◆ **Set exercise**: Pick out every line in the material below that contains the word "jacket", and copy those lines. Upper and lower case must match.

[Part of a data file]
+---+

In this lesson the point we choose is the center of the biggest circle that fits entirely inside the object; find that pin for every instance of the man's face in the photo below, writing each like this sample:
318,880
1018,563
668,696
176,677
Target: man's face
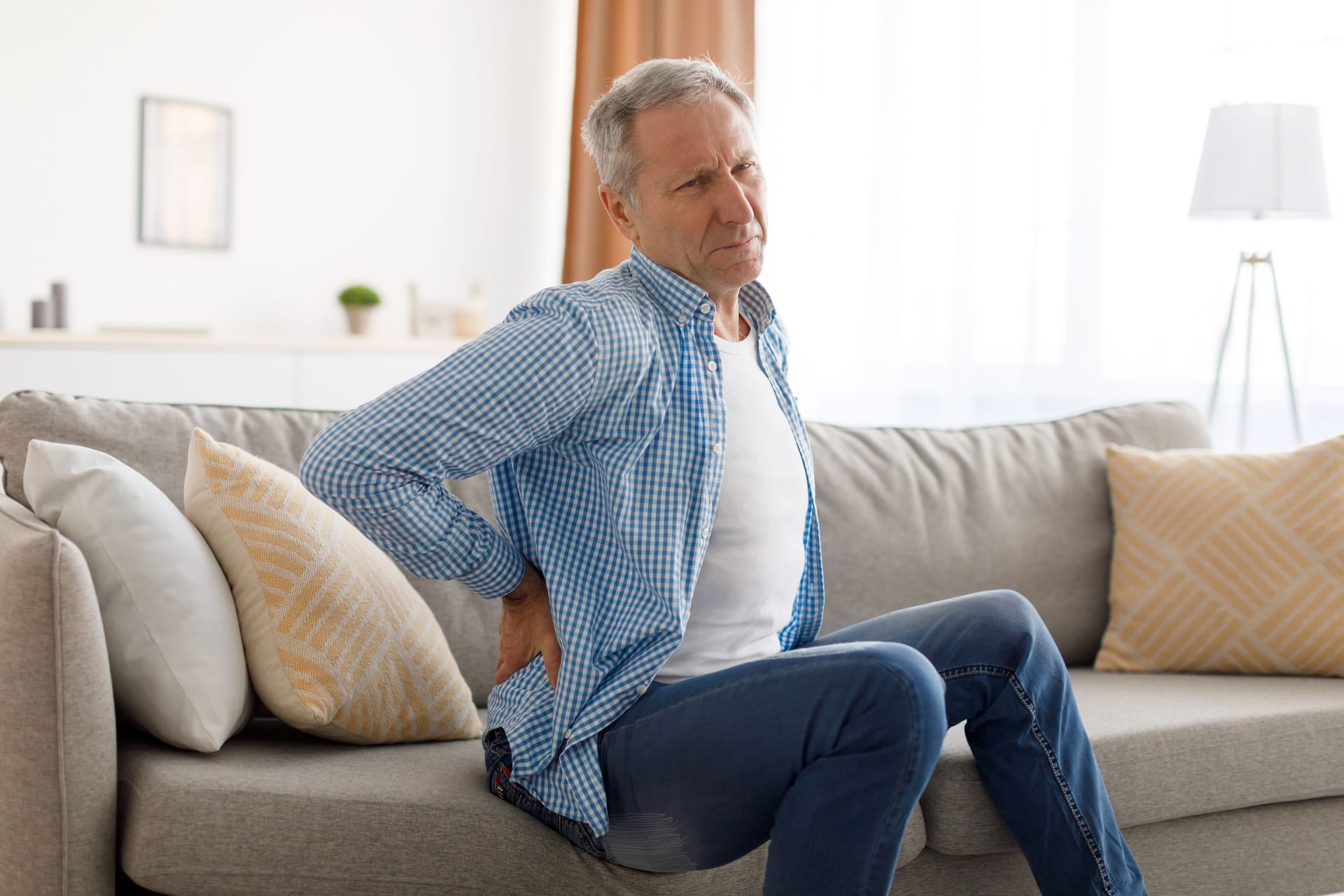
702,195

+---+

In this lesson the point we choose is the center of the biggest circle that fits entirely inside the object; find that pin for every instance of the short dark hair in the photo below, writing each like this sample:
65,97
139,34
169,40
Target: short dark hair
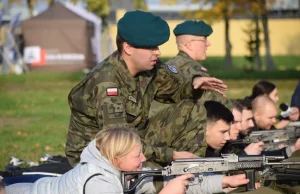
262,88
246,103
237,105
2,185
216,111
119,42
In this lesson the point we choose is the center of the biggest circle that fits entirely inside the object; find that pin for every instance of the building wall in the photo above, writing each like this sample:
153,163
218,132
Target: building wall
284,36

+---+

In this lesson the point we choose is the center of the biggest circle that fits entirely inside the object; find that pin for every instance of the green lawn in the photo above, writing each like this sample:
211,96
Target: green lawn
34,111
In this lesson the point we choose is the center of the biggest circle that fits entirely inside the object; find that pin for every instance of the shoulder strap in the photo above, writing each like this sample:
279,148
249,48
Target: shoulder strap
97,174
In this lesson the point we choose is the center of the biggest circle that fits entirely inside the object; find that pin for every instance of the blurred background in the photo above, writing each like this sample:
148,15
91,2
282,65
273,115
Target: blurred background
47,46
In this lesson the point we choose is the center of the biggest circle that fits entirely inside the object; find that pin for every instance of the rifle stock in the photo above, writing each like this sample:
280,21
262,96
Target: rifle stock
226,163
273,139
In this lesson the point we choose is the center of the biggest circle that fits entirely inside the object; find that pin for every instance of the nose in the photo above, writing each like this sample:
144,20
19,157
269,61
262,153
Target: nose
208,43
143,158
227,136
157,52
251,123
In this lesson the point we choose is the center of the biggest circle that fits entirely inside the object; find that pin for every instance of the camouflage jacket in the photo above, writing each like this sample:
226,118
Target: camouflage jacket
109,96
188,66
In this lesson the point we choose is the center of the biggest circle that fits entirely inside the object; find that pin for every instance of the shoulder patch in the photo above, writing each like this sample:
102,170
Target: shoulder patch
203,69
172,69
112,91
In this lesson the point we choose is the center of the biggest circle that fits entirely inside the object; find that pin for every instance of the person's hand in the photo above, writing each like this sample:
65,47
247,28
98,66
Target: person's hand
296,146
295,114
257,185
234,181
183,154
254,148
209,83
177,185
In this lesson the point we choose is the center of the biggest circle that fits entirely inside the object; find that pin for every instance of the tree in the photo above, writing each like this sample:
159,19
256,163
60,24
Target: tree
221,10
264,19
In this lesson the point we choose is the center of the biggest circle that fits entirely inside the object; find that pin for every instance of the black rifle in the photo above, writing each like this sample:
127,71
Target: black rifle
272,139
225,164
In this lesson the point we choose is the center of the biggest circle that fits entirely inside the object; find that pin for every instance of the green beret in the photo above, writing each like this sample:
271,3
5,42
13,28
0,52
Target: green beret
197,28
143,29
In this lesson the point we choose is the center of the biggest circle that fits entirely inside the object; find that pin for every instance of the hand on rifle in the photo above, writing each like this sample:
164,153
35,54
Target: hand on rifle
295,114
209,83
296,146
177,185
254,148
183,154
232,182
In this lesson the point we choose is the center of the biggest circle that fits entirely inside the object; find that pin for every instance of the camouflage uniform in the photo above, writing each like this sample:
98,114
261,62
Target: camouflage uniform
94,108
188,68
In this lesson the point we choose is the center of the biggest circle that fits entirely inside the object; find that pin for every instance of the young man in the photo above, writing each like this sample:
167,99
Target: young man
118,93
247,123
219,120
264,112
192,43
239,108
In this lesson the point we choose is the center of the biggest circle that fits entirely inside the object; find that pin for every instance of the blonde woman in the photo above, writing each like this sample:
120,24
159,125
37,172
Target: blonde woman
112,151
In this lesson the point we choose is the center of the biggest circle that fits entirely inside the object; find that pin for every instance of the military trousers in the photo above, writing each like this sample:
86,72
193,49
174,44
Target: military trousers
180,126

+---+

◆ **In response**:
In this lesson the point we choose is the center of the biggest circle that fits entirely inside the object; find that pin for every instance of the camouflage jacket in the photo above, writing each like this sample:
Target: camouflage jacket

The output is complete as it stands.